◆ GOAL OF THE EXERCISE:
Write out the passage from the article on the city council's vote to repeal the homeless ban, starting at "He also pointed" and ending at "support the homeless.".

Councilwoman Gail Price, one of the council’s leading proponent of providing more social services to the homeless, called the process “extremely challenging” because of the large number of different stakeholders and interests. But she was quick to support Councilman Marc Berman’s motion to repeal the ban.

“I feel it’s an honor to second this motion,” Price said. “This is the right thing to do and this is the compassionate thing to do.”

Berman said that “regardless of whether or not you disagree with merits of the ordinance,” it’s important to recognize that “the legal landscape has changed dramatically and enforcing the ordinance would lead to a large waste of money by the city.” The end result, he said, should be the repeal.

He also pointed to the “one good thing” that has come out of the ordinance: the discussion that the city had about homeless issues. In adopting the ban, the council allocated $250,000 for housing and case management for homeless residents.

On Monday night, the council supported a request by Price to schedule a discussion at a future meeting in which the council would direct staff to explore other partnerships and programs to support the homeless.

◆ INFORMATION SUPPLIED:
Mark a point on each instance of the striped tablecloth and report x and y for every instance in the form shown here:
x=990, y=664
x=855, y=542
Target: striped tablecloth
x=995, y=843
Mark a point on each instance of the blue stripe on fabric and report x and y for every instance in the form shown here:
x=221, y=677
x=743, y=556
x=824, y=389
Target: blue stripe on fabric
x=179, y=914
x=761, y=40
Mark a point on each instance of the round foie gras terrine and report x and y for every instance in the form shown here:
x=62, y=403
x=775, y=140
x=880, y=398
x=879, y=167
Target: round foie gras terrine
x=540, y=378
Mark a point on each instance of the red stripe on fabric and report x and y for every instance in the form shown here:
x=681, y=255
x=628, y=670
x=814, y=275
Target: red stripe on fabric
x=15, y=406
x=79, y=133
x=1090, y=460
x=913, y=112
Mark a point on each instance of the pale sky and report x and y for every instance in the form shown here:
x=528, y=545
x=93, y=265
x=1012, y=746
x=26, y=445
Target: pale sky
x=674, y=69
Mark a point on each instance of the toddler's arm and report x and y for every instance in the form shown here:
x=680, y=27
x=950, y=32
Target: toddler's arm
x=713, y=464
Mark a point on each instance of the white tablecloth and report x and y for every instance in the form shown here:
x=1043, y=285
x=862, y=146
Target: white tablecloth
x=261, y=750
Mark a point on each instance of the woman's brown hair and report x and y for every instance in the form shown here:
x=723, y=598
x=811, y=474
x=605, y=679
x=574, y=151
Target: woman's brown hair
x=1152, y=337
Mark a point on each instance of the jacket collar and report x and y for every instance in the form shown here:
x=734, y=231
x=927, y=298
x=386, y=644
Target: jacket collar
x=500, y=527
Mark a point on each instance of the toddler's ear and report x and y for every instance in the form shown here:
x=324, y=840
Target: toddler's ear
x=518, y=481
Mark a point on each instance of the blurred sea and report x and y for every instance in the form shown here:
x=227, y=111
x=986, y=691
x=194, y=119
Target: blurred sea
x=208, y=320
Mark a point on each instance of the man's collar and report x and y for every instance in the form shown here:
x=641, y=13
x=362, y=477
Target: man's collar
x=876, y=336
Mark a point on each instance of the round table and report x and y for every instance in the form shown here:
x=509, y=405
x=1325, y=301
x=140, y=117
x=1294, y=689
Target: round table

◆ TASK OUTPUT:
He also pointed to the “one good thing” that has come out of the ordinance: the discussion that the city had about homeless issues. In adopting the ban, the council allocated $250,000 for housing and case management for homeless residents.

On Monday night, the council supported a request by Price to schedule a discussion at a future meeting in which the council would direct staff to explore other partnerships and programs to support the homeless.